++++ Source passage

The story doesn’t end there. CEI
unsuccessfully petitioned President Bush to rescind his submission of the
flawed CAR to the UN and subsequently filed a second lawsuit in federal
court against the National Assessment on the grounds that it did not meet
the minimal requirements of the Federal Data Quality Act. CEI dropped the
suit after the White House Office of Science and Technology Policy agreed
to put a disclaimer on the National Assessment website that states that
the document had not been subjected to the Federal Data Quality
guidelines. That caused some of the report’s authors to claim that the
Bush Administration was suppressing scientific research. But if
administration officials are burying research, they’re not doing a very
good job. The National Assessment is still available on more than one
federal website.

++++++++
++++ Information supplied

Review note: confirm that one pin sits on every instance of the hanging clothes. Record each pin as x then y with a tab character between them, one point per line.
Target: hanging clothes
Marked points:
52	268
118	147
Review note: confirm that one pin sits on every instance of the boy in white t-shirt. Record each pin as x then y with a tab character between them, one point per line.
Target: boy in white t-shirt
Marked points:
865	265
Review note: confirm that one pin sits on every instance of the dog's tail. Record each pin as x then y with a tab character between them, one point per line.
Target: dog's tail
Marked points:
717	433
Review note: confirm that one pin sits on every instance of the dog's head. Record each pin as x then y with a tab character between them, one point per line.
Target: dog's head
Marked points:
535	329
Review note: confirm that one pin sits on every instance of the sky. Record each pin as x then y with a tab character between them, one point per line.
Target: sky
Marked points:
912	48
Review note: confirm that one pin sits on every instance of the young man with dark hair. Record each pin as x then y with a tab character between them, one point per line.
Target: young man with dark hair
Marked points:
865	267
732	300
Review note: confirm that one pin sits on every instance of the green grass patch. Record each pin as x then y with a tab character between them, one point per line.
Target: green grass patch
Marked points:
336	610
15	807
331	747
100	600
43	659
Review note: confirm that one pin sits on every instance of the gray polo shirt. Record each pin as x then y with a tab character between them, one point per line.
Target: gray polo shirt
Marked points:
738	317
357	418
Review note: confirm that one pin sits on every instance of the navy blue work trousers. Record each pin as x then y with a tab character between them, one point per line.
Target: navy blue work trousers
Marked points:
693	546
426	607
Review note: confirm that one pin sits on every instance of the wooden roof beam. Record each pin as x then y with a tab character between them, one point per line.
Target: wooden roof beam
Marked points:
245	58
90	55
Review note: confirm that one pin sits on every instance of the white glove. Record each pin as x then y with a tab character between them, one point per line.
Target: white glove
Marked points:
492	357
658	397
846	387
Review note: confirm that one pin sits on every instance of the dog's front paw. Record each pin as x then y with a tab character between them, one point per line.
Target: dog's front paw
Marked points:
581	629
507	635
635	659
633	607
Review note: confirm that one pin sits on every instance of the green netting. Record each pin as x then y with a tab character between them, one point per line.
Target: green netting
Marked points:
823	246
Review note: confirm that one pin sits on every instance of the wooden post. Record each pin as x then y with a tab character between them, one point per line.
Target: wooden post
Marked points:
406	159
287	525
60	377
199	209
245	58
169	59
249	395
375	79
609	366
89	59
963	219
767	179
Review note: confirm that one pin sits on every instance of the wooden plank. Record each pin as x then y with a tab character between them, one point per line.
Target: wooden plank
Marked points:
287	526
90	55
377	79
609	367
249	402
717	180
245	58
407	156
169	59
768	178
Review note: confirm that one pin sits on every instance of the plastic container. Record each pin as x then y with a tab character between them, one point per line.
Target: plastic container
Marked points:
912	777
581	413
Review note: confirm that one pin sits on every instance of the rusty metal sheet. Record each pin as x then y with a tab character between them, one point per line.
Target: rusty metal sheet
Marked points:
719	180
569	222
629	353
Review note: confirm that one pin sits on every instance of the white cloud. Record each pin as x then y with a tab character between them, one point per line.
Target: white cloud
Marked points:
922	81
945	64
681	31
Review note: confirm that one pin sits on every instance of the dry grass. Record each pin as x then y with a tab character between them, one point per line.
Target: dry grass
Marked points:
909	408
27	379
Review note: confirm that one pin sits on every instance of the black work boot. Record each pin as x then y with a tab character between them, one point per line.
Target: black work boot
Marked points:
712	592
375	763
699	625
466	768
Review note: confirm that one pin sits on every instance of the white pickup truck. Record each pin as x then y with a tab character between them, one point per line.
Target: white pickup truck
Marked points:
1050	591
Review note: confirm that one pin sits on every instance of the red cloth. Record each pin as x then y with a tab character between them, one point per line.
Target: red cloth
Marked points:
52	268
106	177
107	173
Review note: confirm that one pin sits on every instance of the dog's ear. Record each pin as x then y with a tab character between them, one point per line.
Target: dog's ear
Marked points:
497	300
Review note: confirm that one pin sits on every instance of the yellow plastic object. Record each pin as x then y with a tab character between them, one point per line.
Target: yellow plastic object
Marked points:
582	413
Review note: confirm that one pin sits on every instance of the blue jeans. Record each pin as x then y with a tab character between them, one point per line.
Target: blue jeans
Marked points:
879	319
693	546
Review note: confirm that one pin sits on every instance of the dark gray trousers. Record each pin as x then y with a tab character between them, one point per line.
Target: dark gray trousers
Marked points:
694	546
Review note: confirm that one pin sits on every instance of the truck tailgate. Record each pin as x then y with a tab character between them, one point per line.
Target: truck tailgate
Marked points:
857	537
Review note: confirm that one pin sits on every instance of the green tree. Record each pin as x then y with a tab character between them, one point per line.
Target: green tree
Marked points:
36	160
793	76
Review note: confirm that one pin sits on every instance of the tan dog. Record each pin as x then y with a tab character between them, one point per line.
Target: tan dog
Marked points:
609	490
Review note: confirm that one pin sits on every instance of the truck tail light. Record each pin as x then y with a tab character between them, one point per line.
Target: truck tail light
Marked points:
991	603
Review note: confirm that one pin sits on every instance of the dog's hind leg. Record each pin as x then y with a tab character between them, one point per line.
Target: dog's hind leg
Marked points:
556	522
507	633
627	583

++++++++

What to do:
**A)** List each action that the passage about CEI and the National Assessment says CEI took.
**B)** From the passage about CEI and the National Assessment, quote the part that opens with the words containing "The story doesn’t" and closes with "federal website.".

Answers to the tasks:
**A)**
- Petitioned President Bush, unsuccessfully, to rescind his submission of the flawed CAR to the UN
- Filed a second lawsuit in federal court against the National Assessment on the grounds that it did not meet the minimal requirements of the Federal Data Quality Act
- Dropped the suit after the White House Office of Science and Technology Policy agreed to put a disclaimer on the National Assessment website

**B)**
The story doesn’t end there. CEI
unsuccessfully petitioned President Bush to rescind his submission of the
flawed CAR to the UN and subsequently filed a second lawsuit in federal
court against the National Assessment on the grounds that it did not meet
the minimal requirements of the Federal Data Quality Act. CEI dropped the
suit after the White House Office of Science and Technology Policy agreed
to put a disclaimer on the National Assessment website that states that
the document had not been subjected to the Federal Data Quality
guidelines. That caused some of the report’s authors to claim that the
Bush Administration was suppressing scientific research. But if
administration officials are burying research, they’re not doing a very
good job. The National Assessment is still available on more than one
federal website.